* Task to complete *
The data below should be duplicated in full, unchanged.

* Exercise material *
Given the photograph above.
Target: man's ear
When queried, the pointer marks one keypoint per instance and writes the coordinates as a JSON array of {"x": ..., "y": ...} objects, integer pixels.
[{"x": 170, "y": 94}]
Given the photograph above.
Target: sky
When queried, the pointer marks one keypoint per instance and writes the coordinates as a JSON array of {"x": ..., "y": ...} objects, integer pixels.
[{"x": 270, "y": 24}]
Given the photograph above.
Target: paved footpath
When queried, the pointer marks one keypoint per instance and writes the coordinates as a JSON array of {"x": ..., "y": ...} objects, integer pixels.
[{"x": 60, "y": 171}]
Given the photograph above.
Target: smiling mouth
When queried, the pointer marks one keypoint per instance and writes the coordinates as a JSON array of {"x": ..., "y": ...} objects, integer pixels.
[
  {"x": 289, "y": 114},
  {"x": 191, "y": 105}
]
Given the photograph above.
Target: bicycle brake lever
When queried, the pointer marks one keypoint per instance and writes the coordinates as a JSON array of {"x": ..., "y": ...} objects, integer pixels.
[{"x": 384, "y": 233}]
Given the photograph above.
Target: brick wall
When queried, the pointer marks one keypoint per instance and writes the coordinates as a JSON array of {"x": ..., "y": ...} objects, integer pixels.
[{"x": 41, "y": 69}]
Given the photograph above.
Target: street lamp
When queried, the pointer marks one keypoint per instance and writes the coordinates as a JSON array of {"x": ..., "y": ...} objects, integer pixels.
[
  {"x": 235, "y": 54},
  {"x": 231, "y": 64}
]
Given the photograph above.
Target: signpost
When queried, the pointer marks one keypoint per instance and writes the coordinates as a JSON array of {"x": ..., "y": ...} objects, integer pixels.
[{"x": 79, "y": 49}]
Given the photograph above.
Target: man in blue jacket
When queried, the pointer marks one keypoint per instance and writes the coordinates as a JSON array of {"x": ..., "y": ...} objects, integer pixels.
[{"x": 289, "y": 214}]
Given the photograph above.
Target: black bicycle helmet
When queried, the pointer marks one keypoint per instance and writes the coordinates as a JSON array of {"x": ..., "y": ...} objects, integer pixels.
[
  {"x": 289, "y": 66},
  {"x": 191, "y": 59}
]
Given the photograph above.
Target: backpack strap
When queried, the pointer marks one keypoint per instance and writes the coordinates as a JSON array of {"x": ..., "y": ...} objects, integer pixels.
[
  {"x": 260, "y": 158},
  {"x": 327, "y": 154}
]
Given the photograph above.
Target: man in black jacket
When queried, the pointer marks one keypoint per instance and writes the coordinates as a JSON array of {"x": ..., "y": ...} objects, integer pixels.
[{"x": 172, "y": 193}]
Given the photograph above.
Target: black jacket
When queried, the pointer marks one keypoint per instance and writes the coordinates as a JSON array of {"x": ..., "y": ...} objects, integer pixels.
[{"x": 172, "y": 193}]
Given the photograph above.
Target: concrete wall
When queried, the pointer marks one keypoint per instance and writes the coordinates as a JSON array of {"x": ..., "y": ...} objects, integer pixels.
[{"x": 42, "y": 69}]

* Your solution *
Given the photograph above.
Target: man's ear
When queried, the pointer marks one keypoint per instance and writes the coordinates as a JSON array of {"x": ..., "y": ...} objects, integer pixels.
[{"x": 170, "y": 94}]
Given the photograph above.
Target: sky
When queried, the pointer marks one keypoint per instance and writes the coordinates as a JSON array of {"x": ..., "y": ...} objects, integer pixels.
[{"x": 270, "y": 24}]
Given the photograph above.
Target: paved footpath
When queried, the pointer marks one keypoint per instance and writes the coordinates as a JSON array of {"x": ..., "y": ...} objects, integer pixels.
[{"x": 60, "y": 171}]
Given the photograph above.
Target: smiling mouth
When queried, the pointer marks one keypoint per instance and writes the coordinates as a JSON array of {"x": ..., "y": ...} objects, integer pixels.
[
  {"x": 289, "y": 114},
  {"x": 191, "y": 105}
]
Given the photograph above.
Target: bicycle brake lever
When queried, the pointer marks one keypoint per instance and writes the coordinates as a JSON array of {"x": ..., "y": ...} objects, integer pixels.
[{"x": 384, "y": 233}]
Given the photograph above.
Target: brick wall
When queried, the pointer marks one keypoint per instance and writes the coordinates as a JSON array of {"x": ..., "y": ...} objects, integer pixels.
[{"x": 41, "y": 69}]
Given the photograph above.
Target: street lamp
When queried, the pointer marks one keypoint per instance and writes the coordinates as a JSON array of {"x": ..., "y": ...} objects, integer pixels.
[
  {"x": 235, "y": 54},
  {"x": 231, "y": 64}
]
Given the photograph above.
Target: signpost
When queried, the pointer marks one keypoint per instance and writes the coordinates as a JSON array of {"x": ..., "y": ...} objects, integer pixels.
[{"x": 79, "y": 49}]
Given the photograph above.
Target: man in blue jacket
When queried, the pointer marks one keypoint per instance and writes the coordinates as a JSON array of {"x": ..., "y": ...} objects, integer pixels.
[{"x": 289, "y": 214}]
Given the photograph above.
Target: black bicycle helmet
When queried, the pointer marks one keypoint per instance and writes the coordinates as a JSON array of {"x": ..., "y": ...} objects, integer pixels.
[
  {"x": 289, "y": 66},
  {"x": 191, "y": 59}
]
Given the photograph above.
Target: backpack strap
When queried, the pointer marks one keypoint per instance and writes the coordinates as a JSON array of {"x": ..., "y": ...} objects, integer pixels.
[
  {"x": 260, "y": 158},
  {"x": 327, "y": 154}
]
Given the photograph above.
Target: man in black jacket
When queried, the pointer marks one keypoint per instance and writes the coordinates as a JSON array of {"x": ..., "y": ...} objects, integer pixels.
[{"x": 172, "y": 193}]
Given the photograph above.
Target: black jacket
When queried, the pointer marks one keypoint per instance and writes the coordinates as a JSON array of {"x": ..., "y": ...} objects, integer pixels.
[{"x": 172, "y": 193}]
Given the photograph above.
Target: concrete wall
When queried, the pointer marks one keypoint per instance and writes the coordinates as a JSON array of {"x": ..., "y": ...} objects, integer pixels.
[{"x": 42, "y": 69}]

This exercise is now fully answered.